Skip to content

Basic terms

Frontends, storages, homes

There are several frontends (login nodes) to access the grid. Each frontend has a native home directory on one of the storages.

There are several storages (large-capacity harddisc arrays). They are named according to their physical location (a city).

user123@user123-XPS-13-9370:~$ ssh skirit.metacentrum.cz
user123@skirit.ics.muni.cz's password: 
...
(BUSTER)user123@skirit:~$ pwd # print current directory
/storage/brno2/home/user123   # "brno2" is native storage for "skirit" frontend

List of frontends together with their native /home directories

Frontend address Aliased as Native home OS Physically located in Note
zenith.cerit-sc.cz zenith.metacentrum.cz /storage/brno12-cerit Debian 12 Brno
nympha.meta.zcu.cz nympha.metacentrum.cz,
nympha.zcu.cz,
minos.zcu.cz,
minos.meta.zcu.cz,
alfrid.meta.zcu.cz
/storage/plzen1 Debian 12 Plzen
skirit.ics.muni.cz skirit.metacentrum.cz /storage/brno2 Debian 12 Brno
tarkil.grid.cesnet.cz tarkil.metacentrum.cz /storage/praha1 Debian 12 Praha
perian.grid.cesnet.cz perian.metacentrum.cz,
onyx.metacentrum.cz
/storage/brno2 Debian 12 Brno
charon.nti.tul.cz charon.metacentrum.cz /storage/liberec3-tul Debian 12 Liberec
tilia.ibot.cas.cz tilia.metacentrum.cz /storage/pruhonice1-ibot Debian 12 Pruhonice
zuphux.cerit-sc.cz zuphux.metacentrum.cz /storage/brno12-cerit CentOS 7.9 Brno Serves solely as a frontend to submit to uv queue(s) from
elmo.elixir-czech.cz elmo.metacentrum.cz /storage/praha5-elixir Debian 12 Praha Dedicated to Elixir users
oven.metacentrum.cz /storage/brno2 Debian 12 Brno Reserved to access oven node only
luna.fzu.cz luna.metacentrum.cz /storage/praha1 Debian 12 Praha Reserved for FZU users

Frontend do's and dont's

Frontend usage policy is different from the one on computational nodes. The frontend nodes are shared by all users, the command typed by any user is performed immediately and there is no resource planning. Frontend node are not intended for heavy computing.

──────────

Directives
1 > Using the page on grid frontends and storages, explain why frontend nodes are not meant for heavy computing.
2 > Extend the page on grid frontends and storages, picking up after its final sentence.

──────────

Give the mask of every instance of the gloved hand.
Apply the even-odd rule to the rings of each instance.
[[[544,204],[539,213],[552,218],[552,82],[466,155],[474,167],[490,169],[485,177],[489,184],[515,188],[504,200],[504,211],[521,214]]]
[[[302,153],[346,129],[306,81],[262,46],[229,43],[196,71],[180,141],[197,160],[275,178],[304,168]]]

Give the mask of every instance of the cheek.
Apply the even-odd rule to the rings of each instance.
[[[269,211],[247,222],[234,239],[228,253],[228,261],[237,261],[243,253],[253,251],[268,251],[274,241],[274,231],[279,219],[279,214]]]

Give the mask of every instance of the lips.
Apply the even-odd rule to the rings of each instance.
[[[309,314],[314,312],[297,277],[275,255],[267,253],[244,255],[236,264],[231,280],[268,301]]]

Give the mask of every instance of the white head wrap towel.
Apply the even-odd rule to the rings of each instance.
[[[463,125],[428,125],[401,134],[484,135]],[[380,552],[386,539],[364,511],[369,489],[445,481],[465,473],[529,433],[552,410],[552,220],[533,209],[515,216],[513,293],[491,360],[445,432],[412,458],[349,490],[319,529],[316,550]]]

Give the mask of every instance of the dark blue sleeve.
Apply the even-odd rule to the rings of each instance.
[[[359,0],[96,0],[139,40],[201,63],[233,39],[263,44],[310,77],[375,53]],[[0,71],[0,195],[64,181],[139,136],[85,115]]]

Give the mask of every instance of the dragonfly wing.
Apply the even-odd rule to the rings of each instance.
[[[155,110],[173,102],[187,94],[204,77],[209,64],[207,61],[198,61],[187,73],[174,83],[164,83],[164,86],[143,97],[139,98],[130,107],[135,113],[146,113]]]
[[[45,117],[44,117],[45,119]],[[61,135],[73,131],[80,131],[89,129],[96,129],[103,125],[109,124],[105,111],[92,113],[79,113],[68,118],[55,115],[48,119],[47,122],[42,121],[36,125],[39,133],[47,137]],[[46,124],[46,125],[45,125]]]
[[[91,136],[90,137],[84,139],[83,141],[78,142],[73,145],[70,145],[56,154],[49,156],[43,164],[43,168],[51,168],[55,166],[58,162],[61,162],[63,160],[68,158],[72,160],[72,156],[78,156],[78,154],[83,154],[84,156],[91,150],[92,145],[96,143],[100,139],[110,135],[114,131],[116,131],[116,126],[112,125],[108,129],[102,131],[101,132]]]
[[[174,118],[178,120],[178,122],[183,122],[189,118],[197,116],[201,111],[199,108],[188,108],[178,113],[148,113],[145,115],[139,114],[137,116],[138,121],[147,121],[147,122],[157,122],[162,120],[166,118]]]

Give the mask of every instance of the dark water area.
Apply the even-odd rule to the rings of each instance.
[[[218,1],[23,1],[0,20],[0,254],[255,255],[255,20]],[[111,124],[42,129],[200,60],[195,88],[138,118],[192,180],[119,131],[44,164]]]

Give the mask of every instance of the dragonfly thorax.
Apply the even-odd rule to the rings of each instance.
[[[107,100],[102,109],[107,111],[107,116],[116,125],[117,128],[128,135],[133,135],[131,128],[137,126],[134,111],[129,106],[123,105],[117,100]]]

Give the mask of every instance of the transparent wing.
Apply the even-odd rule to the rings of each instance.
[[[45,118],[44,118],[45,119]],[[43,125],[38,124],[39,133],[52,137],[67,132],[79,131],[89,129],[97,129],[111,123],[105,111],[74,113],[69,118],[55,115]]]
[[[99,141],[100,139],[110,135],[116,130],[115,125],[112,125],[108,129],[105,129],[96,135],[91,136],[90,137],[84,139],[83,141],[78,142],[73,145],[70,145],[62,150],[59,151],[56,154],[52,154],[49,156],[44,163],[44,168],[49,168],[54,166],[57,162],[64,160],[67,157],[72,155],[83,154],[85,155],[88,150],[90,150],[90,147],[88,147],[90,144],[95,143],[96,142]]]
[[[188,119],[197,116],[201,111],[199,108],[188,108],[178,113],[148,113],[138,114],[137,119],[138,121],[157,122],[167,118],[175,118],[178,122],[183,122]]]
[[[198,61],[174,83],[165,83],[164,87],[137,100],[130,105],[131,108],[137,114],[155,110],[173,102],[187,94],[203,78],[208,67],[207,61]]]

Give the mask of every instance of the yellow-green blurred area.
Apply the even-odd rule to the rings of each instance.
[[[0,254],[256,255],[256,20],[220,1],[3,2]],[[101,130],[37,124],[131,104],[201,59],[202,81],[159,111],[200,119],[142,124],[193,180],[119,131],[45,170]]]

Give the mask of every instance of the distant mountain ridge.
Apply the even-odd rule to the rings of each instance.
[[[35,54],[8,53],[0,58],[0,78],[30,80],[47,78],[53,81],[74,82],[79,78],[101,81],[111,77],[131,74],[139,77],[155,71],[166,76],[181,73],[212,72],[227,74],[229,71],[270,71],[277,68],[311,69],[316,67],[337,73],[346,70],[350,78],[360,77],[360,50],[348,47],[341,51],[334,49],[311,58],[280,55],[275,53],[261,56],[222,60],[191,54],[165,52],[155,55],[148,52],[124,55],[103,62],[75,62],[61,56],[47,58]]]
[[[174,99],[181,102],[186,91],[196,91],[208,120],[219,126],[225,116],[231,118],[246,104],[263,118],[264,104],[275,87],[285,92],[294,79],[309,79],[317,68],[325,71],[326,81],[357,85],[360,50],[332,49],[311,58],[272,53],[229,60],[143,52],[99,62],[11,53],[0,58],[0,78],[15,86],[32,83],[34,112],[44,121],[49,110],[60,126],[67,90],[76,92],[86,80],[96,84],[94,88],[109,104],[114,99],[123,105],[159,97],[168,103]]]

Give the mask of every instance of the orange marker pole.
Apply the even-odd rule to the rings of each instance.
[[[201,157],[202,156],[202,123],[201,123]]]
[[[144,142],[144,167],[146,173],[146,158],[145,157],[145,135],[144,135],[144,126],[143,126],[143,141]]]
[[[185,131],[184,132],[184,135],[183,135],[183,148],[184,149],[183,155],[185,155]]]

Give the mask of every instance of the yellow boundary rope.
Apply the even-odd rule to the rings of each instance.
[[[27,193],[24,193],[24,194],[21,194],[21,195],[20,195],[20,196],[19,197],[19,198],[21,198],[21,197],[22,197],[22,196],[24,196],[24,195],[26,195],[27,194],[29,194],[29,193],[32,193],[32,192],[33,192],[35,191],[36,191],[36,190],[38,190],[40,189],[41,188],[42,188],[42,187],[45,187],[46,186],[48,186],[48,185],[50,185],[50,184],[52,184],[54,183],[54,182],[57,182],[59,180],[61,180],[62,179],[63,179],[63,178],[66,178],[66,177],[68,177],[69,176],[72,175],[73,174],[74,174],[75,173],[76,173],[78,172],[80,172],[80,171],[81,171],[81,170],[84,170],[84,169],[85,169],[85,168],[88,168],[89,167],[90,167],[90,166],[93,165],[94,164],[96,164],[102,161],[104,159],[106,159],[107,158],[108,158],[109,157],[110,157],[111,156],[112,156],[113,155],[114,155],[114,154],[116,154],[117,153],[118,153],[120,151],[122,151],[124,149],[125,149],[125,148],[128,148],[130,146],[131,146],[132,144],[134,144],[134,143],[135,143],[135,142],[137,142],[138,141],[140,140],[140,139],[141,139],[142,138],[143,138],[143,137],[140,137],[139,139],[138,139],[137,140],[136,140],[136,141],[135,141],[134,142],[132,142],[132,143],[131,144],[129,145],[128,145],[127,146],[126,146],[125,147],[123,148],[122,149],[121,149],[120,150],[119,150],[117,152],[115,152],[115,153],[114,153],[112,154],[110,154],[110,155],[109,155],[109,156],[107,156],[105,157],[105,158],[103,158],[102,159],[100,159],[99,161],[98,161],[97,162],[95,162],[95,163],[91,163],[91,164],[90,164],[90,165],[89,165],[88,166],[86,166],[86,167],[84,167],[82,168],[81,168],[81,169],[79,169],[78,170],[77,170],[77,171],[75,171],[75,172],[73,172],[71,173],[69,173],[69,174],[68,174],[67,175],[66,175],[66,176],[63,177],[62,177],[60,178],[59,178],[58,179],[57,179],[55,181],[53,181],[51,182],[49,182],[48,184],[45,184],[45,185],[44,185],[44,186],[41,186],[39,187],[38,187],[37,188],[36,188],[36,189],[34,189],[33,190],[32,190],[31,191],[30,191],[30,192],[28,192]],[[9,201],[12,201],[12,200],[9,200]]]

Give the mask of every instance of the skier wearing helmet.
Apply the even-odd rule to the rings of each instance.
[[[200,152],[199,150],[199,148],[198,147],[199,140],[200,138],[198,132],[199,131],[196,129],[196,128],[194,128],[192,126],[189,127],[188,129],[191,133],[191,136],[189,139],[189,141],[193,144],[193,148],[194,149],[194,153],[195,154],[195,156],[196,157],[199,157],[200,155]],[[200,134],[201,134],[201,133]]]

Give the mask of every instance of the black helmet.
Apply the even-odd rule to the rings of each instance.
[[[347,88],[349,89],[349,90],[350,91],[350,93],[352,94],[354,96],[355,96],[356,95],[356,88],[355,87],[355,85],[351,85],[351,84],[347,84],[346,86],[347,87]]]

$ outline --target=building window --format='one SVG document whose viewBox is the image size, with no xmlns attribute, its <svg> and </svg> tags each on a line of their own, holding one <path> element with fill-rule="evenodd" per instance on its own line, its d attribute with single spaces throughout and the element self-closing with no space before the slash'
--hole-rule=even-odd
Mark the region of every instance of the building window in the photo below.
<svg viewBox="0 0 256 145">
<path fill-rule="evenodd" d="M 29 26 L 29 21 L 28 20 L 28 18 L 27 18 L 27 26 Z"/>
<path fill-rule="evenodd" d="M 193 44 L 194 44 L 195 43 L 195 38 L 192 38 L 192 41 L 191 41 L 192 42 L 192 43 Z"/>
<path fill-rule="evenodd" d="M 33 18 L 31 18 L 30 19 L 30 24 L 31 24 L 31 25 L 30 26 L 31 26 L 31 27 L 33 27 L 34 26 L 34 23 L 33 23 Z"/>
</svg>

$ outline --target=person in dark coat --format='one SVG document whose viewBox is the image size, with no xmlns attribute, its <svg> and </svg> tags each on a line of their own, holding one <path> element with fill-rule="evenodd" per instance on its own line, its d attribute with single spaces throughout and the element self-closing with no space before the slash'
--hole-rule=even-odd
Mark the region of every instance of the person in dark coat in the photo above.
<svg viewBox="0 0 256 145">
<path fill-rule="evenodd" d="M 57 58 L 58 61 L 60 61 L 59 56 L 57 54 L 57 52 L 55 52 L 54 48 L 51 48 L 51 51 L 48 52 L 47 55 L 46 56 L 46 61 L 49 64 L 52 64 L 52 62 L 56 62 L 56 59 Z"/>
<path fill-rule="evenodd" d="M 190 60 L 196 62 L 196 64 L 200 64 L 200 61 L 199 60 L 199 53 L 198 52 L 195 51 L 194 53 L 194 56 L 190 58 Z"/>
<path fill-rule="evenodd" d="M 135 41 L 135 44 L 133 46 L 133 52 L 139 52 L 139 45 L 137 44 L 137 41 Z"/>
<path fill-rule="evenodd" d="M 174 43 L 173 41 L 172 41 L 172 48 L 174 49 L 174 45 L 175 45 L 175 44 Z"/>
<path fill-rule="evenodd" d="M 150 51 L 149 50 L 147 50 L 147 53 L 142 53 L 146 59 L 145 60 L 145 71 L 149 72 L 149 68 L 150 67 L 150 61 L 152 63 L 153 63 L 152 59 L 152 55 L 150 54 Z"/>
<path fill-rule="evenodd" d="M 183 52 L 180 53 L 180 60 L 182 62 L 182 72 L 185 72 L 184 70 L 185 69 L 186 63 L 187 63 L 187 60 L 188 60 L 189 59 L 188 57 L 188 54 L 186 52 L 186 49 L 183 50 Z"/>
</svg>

──────────

Responses to the tasks
1 > Frontend nodes are shared by all users, and any user's command runs immediately with no resource planning. Heavy computing there would therefore land on a shared machine with nothing to schedule or limit it. Their usage policy differs from that of the computational nodes for this reason.

2 >
Frontends should be used only for:

  • preparing inputs, data pre- and postprocessing
  • managing batch jobs
  • light compiling and testing

Warning

The resource load on frontend is monitored continuously. Processes not adhering to usage rules will be terminated without warning. For large compilations, running benchmark calculations or moving massive data volumes (> 10 GB, > 10 000 files), use interative job.

PBS server

A set of instructions performed on computational nodes is computational job. Jobs require a set of resources such as CPUs, memory or time. A scheduling system plans execution of the jobs so as optimize the load and usage of computational nodes.

The server on which the scheduling system is called PBS server or PBS scheduler.

On the current scheduler pbs-m1.metacentrum.cz the OpenPBS is used.

The most important PBS Pro commands are:

  • qsub - submit a computational job
  • qstat - query status of a job
  • qdel - delete a job

Resources

Every jobs need to have defined set of computational resources at the point of submission. The resources can be specified

  • on CLI as qsub command options, or
  • inside the batch script on lines beginning with #PBS header.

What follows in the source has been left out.